-- Supplied entries --
____

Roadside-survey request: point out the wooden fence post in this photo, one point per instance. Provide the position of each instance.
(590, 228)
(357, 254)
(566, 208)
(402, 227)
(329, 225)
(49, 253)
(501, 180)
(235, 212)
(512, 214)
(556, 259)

____

-- Try it --
Make an exact transcription of the entries above.

-- Result --
Roadside-survey request: point out the wooden fence post in this photo, one point per instance. Provide the position of each instance.
(590, 228)
(357, 254)
(566, 208)
(402, 227)
(329, 225)
(49, 253)
(501, 180)
(235, 212)
(512, 214)
(556, 259)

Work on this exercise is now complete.